- [EXCERPTED PASSAGE]
BEGIN

Artificial Intelligence (AI) and Visual Art: A Global Debate
The use of AI in visual art has sparked heated global discussion over the past decade. On one side, AI is praised for expanding creative possibilities previously unimaginable. Artists can now produce thousands of sketches in seconds, experimenting endlessly with color, form, and texture. AI also fosters interdisciplinary collaboration—from music to science—opening fresh hybrid spaces.
Yet, concerns arise that the human role as a creator is being displaced by algorithms. Many conventional artists oppose its presence, though opinions vary widely.
A famous example: in 2022, an AI-generated artwork won the Colorado State Fair art competition, triggering protests from traditional artists who claimed the work was “not fully made by a human.” Platforms like ArtStation and DeviantArt were flooded with complaints for allowing AI art to dominate their main pages. Ethical questions surfaced: who truly owns an AI-created artwork—the artist, the programmer, or the machine?

END

- [PROBLEMS TO WORK ON]
**1)** Copy the passage on AI and visual art word for word, starting at the words "A famous example: in" and ending after the words "or the machine?".
**2)** List every party that the passage on AI and visual art names as a possible owner of an AI-created artwork.

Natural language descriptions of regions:
BEGIN

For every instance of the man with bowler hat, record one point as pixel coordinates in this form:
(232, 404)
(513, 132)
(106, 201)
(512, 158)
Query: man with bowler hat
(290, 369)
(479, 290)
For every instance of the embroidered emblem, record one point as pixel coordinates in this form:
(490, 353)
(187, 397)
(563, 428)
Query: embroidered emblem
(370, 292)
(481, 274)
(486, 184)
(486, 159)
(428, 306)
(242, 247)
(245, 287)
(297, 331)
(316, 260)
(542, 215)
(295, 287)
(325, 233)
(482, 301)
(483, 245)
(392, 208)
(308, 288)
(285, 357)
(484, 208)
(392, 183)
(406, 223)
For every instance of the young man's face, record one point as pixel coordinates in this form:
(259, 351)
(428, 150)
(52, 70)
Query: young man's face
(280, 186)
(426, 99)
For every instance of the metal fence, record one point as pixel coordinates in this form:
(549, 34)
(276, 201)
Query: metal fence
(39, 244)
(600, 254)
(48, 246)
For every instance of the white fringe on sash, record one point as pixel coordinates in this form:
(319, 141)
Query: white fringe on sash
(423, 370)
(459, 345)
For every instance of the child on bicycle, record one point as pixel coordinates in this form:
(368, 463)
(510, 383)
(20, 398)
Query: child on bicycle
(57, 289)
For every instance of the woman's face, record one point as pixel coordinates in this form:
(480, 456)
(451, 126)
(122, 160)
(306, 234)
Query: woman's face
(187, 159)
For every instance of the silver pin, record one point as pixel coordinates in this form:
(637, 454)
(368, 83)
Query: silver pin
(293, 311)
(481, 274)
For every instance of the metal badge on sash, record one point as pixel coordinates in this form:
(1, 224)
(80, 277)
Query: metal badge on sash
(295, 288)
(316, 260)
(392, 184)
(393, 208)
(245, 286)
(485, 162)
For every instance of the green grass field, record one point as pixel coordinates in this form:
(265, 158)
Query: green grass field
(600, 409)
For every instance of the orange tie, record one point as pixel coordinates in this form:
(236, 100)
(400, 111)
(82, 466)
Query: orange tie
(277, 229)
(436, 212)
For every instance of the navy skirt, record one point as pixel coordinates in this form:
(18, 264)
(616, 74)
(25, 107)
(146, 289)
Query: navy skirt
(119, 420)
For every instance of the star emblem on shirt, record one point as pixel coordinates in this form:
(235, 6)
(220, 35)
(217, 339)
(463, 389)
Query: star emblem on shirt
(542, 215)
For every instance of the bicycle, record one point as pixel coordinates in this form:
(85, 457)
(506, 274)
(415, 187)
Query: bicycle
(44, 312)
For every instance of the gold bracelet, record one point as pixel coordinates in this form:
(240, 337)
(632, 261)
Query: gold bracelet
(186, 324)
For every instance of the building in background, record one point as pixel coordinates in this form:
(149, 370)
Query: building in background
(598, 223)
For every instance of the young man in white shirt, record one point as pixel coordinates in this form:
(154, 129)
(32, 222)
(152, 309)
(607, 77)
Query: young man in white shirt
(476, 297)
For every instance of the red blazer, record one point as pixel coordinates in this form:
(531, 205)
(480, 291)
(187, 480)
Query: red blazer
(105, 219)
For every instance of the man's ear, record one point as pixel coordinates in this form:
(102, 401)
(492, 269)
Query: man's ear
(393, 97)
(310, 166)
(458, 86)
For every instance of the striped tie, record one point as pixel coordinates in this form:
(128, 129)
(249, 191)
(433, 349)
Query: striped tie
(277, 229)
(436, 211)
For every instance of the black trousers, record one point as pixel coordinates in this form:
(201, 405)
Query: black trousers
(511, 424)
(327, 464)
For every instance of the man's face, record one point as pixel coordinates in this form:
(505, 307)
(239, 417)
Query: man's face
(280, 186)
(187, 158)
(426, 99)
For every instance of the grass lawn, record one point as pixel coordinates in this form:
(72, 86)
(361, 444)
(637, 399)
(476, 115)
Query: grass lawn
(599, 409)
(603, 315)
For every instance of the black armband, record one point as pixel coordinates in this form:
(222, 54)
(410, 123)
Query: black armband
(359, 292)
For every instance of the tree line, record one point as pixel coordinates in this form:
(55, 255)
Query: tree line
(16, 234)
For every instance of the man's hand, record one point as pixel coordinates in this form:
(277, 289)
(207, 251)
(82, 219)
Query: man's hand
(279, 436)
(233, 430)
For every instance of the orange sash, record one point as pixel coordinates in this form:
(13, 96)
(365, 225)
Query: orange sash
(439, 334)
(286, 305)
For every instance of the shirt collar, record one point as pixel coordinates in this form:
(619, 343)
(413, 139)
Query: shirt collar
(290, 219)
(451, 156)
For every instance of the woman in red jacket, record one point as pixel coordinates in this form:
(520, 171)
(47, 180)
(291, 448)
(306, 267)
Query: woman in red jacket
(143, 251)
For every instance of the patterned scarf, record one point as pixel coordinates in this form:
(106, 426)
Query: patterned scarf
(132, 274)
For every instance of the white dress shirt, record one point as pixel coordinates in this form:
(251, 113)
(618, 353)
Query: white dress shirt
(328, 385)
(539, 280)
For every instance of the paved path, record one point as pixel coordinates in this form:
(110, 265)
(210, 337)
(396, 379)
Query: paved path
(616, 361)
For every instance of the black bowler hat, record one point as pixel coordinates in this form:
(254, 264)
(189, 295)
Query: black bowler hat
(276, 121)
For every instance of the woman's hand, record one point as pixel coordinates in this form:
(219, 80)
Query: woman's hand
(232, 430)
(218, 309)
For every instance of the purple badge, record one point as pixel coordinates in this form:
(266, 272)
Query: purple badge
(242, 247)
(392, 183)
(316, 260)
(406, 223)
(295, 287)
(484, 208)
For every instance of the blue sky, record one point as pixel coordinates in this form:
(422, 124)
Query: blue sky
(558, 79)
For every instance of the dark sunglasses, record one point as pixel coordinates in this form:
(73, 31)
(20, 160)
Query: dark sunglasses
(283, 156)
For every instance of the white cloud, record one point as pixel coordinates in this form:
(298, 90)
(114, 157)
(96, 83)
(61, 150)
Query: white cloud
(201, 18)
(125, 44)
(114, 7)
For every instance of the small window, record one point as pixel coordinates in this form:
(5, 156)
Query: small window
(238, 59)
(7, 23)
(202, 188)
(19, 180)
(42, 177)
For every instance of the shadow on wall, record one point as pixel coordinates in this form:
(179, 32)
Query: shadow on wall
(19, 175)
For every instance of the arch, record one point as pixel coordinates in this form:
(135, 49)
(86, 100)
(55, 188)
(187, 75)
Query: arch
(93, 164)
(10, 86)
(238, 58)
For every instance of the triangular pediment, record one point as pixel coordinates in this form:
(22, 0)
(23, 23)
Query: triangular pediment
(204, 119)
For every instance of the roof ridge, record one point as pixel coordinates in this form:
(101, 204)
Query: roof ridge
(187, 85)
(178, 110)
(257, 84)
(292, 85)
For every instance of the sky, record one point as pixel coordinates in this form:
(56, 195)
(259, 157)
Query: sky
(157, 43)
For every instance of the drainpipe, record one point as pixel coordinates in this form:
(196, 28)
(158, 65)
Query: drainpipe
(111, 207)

END

- [OUTPUTS BY TASK]
**1)**
A famous example: in 2022, an AI-generated artwork won the Colorado State Fair art competition, triggering protests from traditional artists who claimed the work was “not fully made by a human.” Platforms like ArtStation and DeviantArt were flooded with complaints for allowing AI art to dominate their main pages. Ethical questions surfaced: who truly owns an AI-created artwork—the artist, the programmer, or the machine?

**2)**
The artist
The programmer
The machine